Texte extrait:

——————

Cette doctrine, qui s’était appliquée aux successions ouvertes depuis le 29 juin 2010, conduisait à valoriser au jour du décès des contrats non dénoués dans la masse communautaire, et à faire supporter aux héritiers autres que le conjoint survivant des droits de succession sur des biens qui ne leur étaient pas transmis.
Pour cette raison, Bercy a rapporté sa doctrine et rétabli la neutralité fiscale attendue lors du premier décès dans sa réponse Ciot de 2016 (Rep. min. n° 78192 « Ciot », JOAN 23 févr. 2016, p. 1648). « Afin de garantir la neutralité fiscale pour l’ensemble des héritiers lors du décès du premier époux, il est admis, pour les successions ouvertes à compter du 1er janvier 2016, qu’au plan fiscal la valeur de rachat d’un contrat d’assurance-vie souscrit avec des fonds communs et non dénoué à la date du décès de l’époux bénéficiaire de ce contrat, ne soit pas intégrée à l’actif de la communauté conjugale lors de sa liquidation, et ne constitue donc pas un élément de l’actif successoral pour le calcul des droits de mutation dus par les héritiers de l’époux prédécédé ».

——————

Travail à faire:
A – Relevez, dans l'ordre où elles apparaissent, toutes les dates complètes (jour, mois et année) citées dans l'extrait sur l'assurance-vie.
B – Prolongez l'extrait sur l'assurance-vie à la suite de sa dernière phrase.

——————

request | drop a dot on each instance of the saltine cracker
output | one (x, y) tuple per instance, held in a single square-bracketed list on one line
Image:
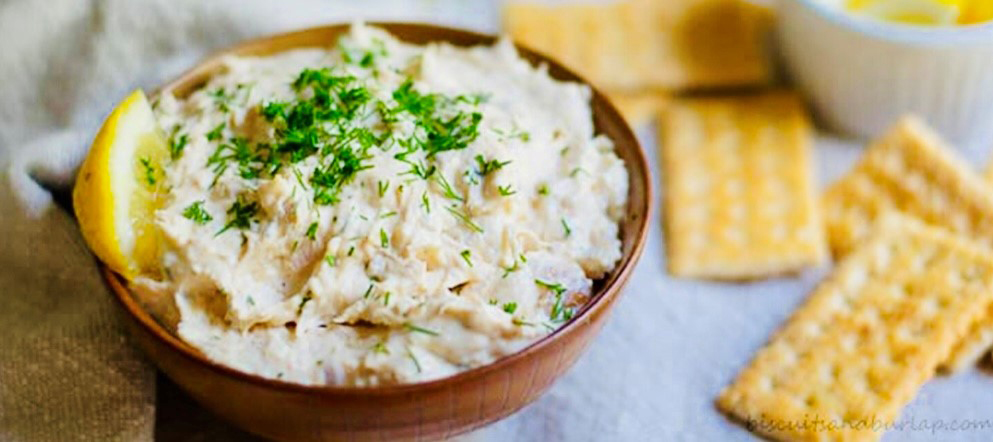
[(871, 334), (739, 192)]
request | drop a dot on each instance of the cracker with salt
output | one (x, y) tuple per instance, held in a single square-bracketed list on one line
[(739, 193), (910, 169), (639, 44), (871, 334)]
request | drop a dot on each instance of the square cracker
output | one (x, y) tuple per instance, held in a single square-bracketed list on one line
[(910, 169), (631, 45), (980, 338), (739, 191), (870, 335)]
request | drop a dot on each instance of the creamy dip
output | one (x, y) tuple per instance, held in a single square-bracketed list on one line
[(379, 212)]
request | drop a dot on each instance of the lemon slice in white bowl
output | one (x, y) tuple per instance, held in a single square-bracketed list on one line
[(119, 186), (916, 12)]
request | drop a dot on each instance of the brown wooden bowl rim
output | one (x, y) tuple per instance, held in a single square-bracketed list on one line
[(605, 296)]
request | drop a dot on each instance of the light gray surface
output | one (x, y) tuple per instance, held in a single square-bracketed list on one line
[(668, 349), (673, 344)]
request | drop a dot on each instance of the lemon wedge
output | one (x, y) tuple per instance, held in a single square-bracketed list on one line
[(976, 11), (119, 186), (917, 12)]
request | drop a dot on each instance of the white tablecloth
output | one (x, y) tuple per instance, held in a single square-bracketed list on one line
[(67, 372)]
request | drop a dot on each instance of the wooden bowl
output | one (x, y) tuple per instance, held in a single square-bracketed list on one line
[(423, 411)]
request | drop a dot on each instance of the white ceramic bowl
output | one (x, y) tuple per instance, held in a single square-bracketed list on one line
[(862, 74)]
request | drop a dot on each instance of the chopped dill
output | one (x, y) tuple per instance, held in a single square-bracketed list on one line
[(380, 348), (146, 164), (449, 192), (464, 218), (215, 133), (177, 144), (506, 190), (510, 307), (414, 328), (425, 202), (241, 214), (196, 213)]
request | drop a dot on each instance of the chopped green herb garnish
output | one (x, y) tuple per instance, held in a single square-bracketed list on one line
[(303, 302), (380, 347), (241, 214), (417, 329), (464, 218), (510, 307), (485, 167), (515, 133), (196, 213), (440, 133), (519, 321), (215, 133), (559, 312), (449, 192), (425, 202), (146, 164), (555, 287), (177, 144)]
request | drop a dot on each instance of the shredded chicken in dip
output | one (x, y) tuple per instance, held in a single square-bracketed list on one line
[(380, 213)]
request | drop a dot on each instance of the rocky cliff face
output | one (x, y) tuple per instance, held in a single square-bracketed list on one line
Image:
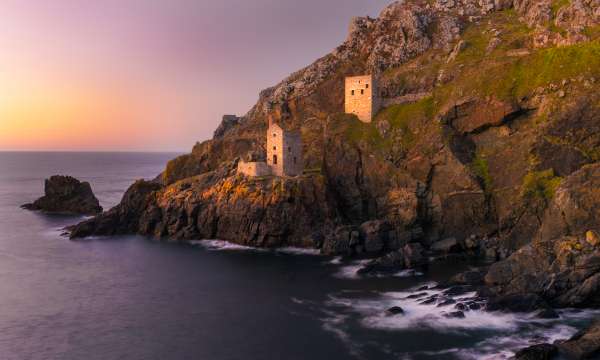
[(491, 117), (66, 195)]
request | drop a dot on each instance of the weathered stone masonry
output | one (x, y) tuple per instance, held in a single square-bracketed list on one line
[(361, 97), (284, 155)]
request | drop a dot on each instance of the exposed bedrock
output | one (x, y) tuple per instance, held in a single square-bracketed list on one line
[(66, 195)]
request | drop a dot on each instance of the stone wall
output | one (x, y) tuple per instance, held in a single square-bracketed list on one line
[(284, 151), (258, 168), (292, 154), (275, 149), (361, 97)]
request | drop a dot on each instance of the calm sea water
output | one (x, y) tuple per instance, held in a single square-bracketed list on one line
[(135, 298)]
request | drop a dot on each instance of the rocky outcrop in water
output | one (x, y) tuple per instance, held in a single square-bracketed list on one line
[(583, 345), (66, 195), (494, 143), (562, 262)]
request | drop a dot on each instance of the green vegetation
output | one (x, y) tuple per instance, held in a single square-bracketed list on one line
[(480, 168), (540, 185), (513, 78), (557, 4), (312, 171), (402, 116)]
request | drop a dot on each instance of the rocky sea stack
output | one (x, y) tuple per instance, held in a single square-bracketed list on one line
[(486, 144), (66, 195)]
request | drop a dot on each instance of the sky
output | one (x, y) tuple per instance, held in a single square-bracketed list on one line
[(150, 75)]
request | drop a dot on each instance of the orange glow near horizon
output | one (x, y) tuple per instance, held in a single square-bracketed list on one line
[(49, 114)]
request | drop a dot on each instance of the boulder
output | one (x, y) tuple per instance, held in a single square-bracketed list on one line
[(410, 256), (446, 246), (583, 345), (66, 195), (561, 265), (517, 303), (470, 277), (537, 352), (395, 310), (375, 235)]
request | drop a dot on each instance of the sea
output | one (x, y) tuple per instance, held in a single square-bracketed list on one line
[(131, 297)]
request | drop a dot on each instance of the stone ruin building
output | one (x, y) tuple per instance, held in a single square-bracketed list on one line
[(284, 155), (361, 97)]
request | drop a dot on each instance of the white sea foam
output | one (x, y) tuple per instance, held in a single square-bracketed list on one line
[(220, 245), (509, 332), (350, 271), (336, 260), (298, 251)]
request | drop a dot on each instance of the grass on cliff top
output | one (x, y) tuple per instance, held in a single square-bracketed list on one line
[(480, 168), (514, 78), (404, 117)]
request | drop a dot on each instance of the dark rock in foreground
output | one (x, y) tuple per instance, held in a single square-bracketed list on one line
[(537, 352), (66, 195), (583, 345), (395, 310)]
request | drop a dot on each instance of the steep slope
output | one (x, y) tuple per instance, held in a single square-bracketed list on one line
[(489, 106)]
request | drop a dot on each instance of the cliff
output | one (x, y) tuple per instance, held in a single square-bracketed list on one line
[(491, 111)]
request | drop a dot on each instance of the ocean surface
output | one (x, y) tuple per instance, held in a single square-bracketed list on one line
[(135, 298)]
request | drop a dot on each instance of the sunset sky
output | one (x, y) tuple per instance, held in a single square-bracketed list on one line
[(149, 75)]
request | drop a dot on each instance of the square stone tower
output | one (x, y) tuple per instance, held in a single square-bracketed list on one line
[(361, 97), (284, 151)]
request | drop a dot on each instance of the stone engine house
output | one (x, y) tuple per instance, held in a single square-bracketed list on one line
[(361, 97), (284, 155)]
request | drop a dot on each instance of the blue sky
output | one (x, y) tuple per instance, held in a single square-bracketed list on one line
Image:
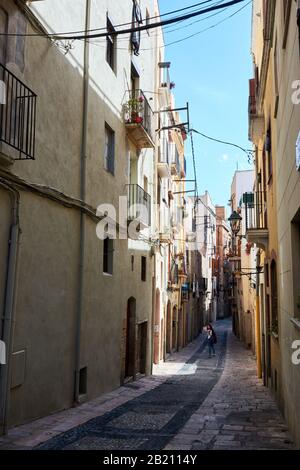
[(211, 72)]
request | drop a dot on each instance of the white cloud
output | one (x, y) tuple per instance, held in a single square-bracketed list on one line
[(224, 158)]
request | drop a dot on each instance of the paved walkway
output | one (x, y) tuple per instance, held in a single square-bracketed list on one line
[(191, 402)]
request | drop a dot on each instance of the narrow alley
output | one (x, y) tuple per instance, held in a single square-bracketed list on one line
[(191, 402)]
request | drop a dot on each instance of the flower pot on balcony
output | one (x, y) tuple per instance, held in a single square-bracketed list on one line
[(138, 120)]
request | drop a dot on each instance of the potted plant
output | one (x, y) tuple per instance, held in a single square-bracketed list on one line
[(133, 109)]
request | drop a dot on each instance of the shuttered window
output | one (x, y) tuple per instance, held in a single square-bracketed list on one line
[(109, 153), (143, 268), (108, 256)]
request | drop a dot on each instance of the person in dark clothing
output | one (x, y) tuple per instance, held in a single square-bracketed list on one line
[(211, 340)]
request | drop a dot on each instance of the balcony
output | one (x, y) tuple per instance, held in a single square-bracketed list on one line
[(256, 121), (185, 292), (183, 168), (165, 236), (139, 206), (165, 83), (175, 164), (163, 166), (17, 118), (256, 223), (138, 117)]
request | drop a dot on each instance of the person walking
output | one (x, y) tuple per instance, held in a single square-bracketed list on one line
[(211, 340)]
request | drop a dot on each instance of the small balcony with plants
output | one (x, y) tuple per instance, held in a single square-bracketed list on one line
[(163, 164), (17, 119), (256, 121), (138, 117), (256, 223), (139, 206)]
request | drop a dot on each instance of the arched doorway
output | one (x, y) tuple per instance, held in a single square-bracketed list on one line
[(169, 328), (156, 328), (130, 338), (174, 328)]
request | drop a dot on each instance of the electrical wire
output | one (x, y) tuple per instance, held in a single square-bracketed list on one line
[(138, 28), (206, 29), (104, 27), (248, 152), (194, 165), (184, 38)]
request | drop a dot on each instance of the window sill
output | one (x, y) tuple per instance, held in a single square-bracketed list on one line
[(270, 180), (296, 323), (5, 160)]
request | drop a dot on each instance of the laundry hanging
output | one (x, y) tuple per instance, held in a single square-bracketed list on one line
[(136, 21)]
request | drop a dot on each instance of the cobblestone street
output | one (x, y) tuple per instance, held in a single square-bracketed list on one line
[(190, 403)]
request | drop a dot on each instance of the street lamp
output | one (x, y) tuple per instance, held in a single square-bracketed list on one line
[(235, 225), (235, 222)]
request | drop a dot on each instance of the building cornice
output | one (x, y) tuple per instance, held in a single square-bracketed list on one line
[(268, 43)]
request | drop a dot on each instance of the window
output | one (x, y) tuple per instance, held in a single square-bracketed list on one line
[(3, 39), (274, 297), (147, 21), (286, 4), (83, 381), (295, 242), (268, 150), (109, 154), (276, 82), (111, 45), (143, 268), (146, 184), (108, 254), (298, 23), (137, 20)]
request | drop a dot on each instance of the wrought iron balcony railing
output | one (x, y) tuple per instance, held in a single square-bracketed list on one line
[(17, 115), (139, 119), (255, 210), (139, 205), (175, 163)]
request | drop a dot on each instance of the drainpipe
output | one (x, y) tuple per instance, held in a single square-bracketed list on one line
[(257, 320), (82, 197), (8, 311)]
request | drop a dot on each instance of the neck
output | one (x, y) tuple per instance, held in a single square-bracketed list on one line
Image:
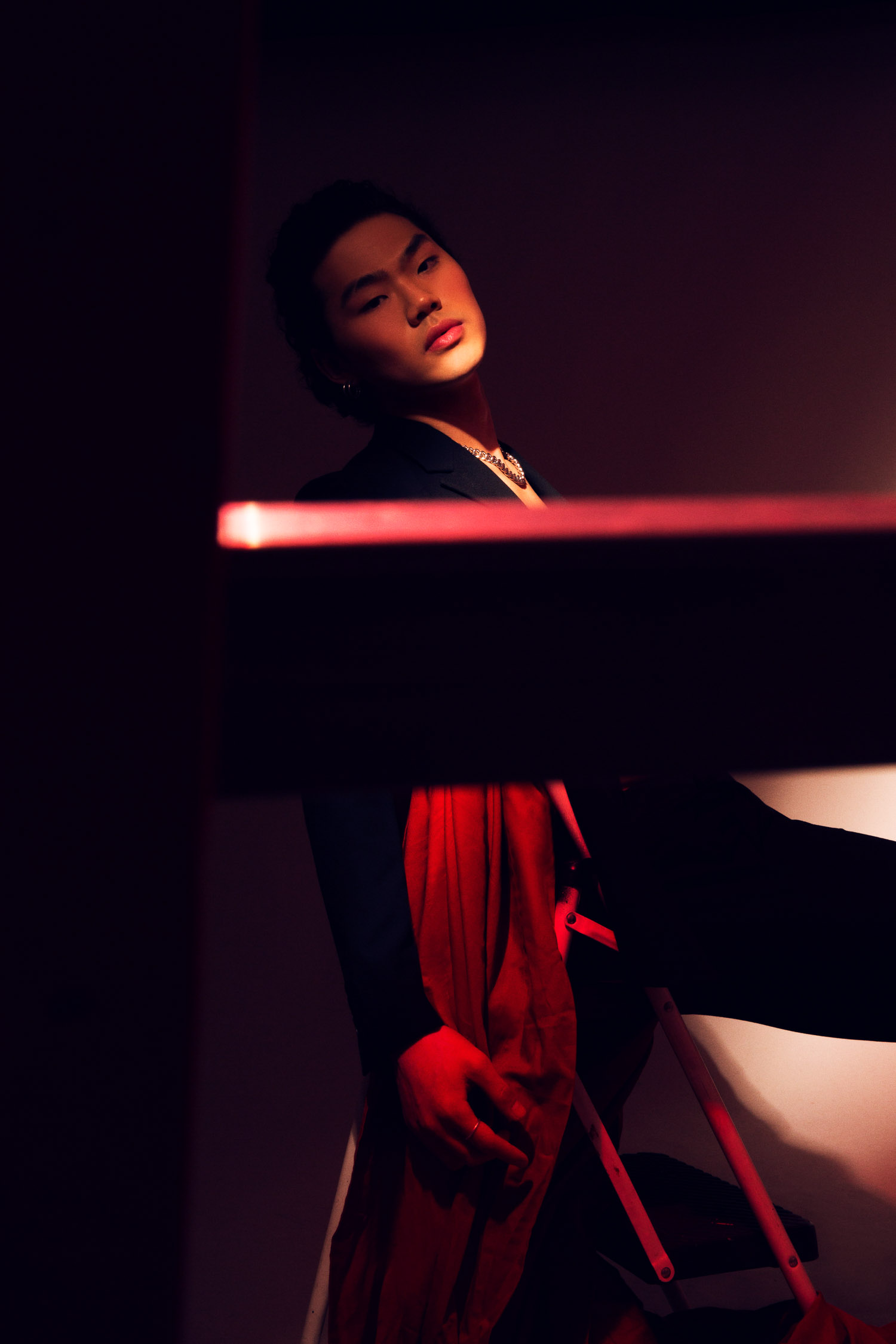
[(458, 410)]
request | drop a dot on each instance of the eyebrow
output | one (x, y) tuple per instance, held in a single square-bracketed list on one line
[(376, 276)]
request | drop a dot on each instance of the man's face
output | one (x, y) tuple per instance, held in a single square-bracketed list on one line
[(400, 308)]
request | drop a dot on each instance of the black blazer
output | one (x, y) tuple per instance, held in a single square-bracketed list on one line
[(357, 835), (741, 910)]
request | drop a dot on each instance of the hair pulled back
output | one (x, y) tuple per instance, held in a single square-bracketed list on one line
[(304, 240)]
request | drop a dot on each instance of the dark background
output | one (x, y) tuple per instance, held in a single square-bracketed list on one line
[(679, 226), (680, 230)]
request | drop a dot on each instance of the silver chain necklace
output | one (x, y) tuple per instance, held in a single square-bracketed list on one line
[(514, 472)]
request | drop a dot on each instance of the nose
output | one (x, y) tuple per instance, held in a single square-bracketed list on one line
[(419, 305)]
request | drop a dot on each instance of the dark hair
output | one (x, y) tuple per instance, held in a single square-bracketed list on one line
[(308, 234)]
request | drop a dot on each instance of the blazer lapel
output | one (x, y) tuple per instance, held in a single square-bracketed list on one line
[(460, 471)]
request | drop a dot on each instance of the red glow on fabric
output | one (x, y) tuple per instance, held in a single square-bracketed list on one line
[(250, 526), (424, 1253)]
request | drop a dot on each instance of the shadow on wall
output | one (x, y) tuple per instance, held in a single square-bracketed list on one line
[(856, 1228)]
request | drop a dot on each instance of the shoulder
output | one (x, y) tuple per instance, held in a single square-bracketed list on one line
[(392, 465)]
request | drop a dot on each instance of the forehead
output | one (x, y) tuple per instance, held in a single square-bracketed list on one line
[(371, 245)]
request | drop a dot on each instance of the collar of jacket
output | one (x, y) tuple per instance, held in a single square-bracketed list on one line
[(438, 455)]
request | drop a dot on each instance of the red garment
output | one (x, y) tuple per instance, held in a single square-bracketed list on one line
[(827, 1324), (424, 1253)]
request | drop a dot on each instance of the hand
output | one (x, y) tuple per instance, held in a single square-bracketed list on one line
[(433, 1079)]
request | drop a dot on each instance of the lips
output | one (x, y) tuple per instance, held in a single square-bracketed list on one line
[(444, 335)]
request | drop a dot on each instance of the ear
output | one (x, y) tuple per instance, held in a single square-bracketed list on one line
[(331, 369)]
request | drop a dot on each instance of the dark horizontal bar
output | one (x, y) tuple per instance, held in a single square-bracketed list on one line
[(603, 649)]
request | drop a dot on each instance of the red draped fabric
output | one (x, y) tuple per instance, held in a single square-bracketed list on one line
[(424, 1253), (827, 1324)]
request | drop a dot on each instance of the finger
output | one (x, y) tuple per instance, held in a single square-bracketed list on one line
[(484, 1147), (500, 1093)]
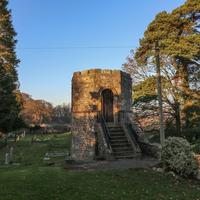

——————

Réponses à l'exercice:
A – 29 juin 2010, 23 févr. 2016, 1er janvier 2016

B –
La réponse Ciot a donc effacé définitivement l’imposition au second décès, qui aurait été due lors du premier décès pas sous l’empire de la doctrine Bacquet. La neutralité fiscale est assurée faisant disparaître les inconvénients d’un dénouement au premier décès : perte de l’antériorité fiscale et problématique de réinvestissement du conjoint survivant, notamment s’il est âgé de plus de 70 ans.
La suite de la réponse Ciot est simple : « Lors du dénouement du contrat suite au décès du second conjoint, les sommes versées aux bénéficiaires de l’assurance-vie resteront bien évidemment soumises aux prélèvements prévus, suivant les cas, aux articles 757 B et 990 I du Code général des impôts dans les conditions de droit commun ».
Pour mémoire, l’article 990 I du Code général des impôts (CGI) prévoit que les primes versées avant les 70 ans de l’assuré sont exonérées jusqu’à 152 500 € par bénéficiaire, seuil au-delà duquel la taxation est de 20 % jusqu’à 700 000 €, puis de 31,25 %. L’article 757 B du CGI prévoit quant à lui une taxation aux droits de succession pour les primes versées après les 70 ans de l’assuré, après un abattement global de 30 500 €.
L’administration fiscale a intégré cette doctrine au Bofip : « Il est désormais admis, pour les successions ouvertes à compter du 1er janvier 2016, que la valeur de rachat d’un contrat d’assurance-vie, souscrit avec les deniers communs et non dénoué lors de la liquidation d’une communauté conjugale à la suite du décès de l’un des époux, n’est pas, sur le plan fiscal, intégrée à l’actif de la communauté conjugale lors de sa liquidation, et ce quelle que soit la qualité des bénéficiaires désignés. Elle ne constitue donc pas un élément de l’actif successoral pour le calcul des droits de mutation dus par les héritiers de l’époux prédécédé ».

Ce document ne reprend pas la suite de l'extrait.